- [Complete the following]:
• a. Please list every software or platform version that the Longhorn guide says it was tested on.
• b. Rewrite the passage of the Longhorn guide starting at "Deploy Longhorn Distributed" and ending at "no specialised expertise.", changing "Proxmox" to "VMware".

Containers

Deploy Longhorn Distributed Storage on Kubernetes (Proxmox)

Stateful workloads on Kubernetes need persistent storage that survives node failure, scales horizontally, and gets out of the way during routine maintenance. The cloud answers this with managed disks (EBS, Persistent Disk, Azure Disk). On bare metal and Proxmox, the answer is a CNCF storage project you run yourself. Longhorn is the lightest of the production-grade options: a DaemonSet, a control-plane deployment, a CSI driver, and a small UI. No Ceph cluster to operate, no separate hardware, no specialised expertise.

Original content from computingforgeeks.com - post 167286

This guide deploys Longhorn 1.11 on a 4-node Kubernetes 1.34 cluster running on Proxmox VMs, provisions a real PostgreSQL StatefulSet against it, watches three replicas spread across three workers, and demonstrates the failover behaviour that makes Longhorn worth running. Every output below is captured from the test cluster.

Tested April 2026 on Kubernetes 1.34.7 (kubeadm), Longhorn 1.11.1, Ubuntu 24.04 workers on Proxmox VE 8 with local-lvm storage, Cilium 1.19.3 as the CNI.

What Longhorn actually is

Longhorn ships three things into your cluster. The longhorn-manager DaemonSet runs one pod per node and owns volume creation, scheduling, and replica placement. The longhorn-engine is the per-volume data plane: when a workload writes to a Longhorn PVC, the workload’s host runs an engine process that fans the write out to N replica processes (one per replica node) before acknowledging. The CSI plugin glues all of this to the Kubernetes Storage interface so PVCs work like any other StorageClass.

Two design choices matter for operators. First, Longhorn replicates synchronously at the block layer. Every write to a 3-replica volume waits for all three replicas to ack before returning success; that gives strict consistency at the cost of write latency proportional to your slowest replica node. Second, Longhorn uses local node disks (any path you point it at) rather than a dedicated storage network. There is no separate storage tier, which is what makes it simple, but it also means storage capacity scales linearly with the number of worker nodes you add.

(Location identification entries)
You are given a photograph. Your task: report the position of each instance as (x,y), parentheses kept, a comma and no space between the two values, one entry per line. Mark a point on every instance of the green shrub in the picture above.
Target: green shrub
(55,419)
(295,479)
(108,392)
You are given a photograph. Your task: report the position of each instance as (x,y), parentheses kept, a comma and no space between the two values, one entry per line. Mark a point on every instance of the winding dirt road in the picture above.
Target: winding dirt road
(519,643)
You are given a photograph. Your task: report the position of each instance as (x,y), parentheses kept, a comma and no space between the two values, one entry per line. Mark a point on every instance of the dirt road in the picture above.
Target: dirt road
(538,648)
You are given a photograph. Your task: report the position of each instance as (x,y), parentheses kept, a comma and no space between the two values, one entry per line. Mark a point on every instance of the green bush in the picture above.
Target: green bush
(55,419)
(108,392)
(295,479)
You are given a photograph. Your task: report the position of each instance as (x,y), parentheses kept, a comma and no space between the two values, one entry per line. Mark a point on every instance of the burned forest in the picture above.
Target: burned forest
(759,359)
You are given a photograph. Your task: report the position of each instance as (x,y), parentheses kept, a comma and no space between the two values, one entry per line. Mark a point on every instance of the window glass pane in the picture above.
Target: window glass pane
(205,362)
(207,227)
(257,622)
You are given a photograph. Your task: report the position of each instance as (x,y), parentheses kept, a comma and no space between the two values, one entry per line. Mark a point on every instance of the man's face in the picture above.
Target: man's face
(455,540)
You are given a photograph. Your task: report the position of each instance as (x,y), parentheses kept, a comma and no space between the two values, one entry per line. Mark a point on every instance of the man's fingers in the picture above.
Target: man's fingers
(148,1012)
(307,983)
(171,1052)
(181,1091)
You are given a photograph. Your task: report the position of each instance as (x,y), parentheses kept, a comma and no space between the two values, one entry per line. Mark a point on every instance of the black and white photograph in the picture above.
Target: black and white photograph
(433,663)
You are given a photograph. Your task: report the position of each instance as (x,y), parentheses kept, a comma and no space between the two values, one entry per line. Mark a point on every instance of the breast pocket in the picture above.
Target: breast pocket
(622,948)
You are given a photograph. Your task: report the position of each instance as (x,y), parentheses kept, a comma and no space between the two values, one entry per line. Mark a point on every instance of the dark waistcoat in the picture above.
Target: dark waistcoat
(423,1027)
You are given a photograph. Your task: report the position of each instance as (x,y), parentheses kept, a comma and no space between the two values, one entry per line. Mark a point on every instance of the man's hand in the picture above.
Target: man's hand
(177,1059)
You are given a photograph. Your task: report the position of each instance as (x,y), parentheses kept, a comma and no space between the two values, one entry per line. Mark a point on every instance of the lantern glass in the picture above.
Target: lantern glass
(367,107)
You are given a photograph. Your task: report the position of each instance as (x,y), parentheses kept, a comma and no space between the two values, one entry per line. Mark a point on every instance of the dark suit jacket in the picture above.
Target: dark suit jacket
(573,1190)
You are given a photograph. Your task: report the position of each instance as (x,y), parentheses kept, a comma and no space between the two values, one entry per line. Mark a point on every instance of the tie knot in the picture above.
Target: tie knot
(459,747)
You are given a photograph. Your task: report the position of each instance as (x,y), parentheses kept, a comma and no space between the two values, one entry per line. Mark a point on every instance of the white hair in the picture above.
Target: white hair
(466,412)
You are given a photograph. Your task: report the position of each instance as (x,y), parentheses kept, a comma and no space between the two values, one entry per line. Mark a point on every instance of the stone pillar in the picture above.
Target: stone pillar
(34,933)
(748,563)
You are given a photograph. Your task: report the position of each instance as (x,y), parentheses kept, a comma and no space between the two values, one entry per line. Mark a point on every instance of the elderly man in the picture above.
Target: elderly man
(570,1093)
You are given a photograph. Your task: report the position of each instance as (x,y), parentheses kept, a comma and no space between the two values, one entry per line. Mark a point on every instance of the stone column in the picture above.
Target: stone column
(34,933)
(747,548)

- [Answers for the exercise]:
• a.
- Kubernetes 1.34.7 (kubeadm)
- Longhorn 1.11.1
- Ubuntu 24.04
- Proxmox VE 8
- Cilium 1.19.3

• b.
Deploy Longhorn Distributed Storage on Kubernetes (VMware)

Stateful workloads on Kubernetes need persistent storage that survives node failure, scales horizontally, and gets out of the way during routine maintenance. The cloud answers this with managed disks (EBS, Persistent Disk, Azure Disk). On bare metal and VMware, the answer is a CNCF storage project you run yourself. Longhorn is the lightest of the production-grade options: a DaemonSet, a control-plane deployment, a CSI driver, and a small UI. No Ceph cluster to operate, no separate hardware, no specialised expertise.